◆ PROBLEM DESCRIPTION
Copy every record word for word.

◆ AVAILABLE DATA
○ ○ ○ ○ ○
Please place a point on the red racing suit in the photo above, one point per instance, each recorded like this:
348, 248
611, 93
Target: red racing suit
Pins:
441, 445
○ ○ ○ ○ ○
◆ RESPONSE TO THE EXERCISE
Please place a point on the red racing suit in the photo above, one point per instance, each recorded like this:
348, 248
611, 93
Target: red racing suit
Pins:
441, 445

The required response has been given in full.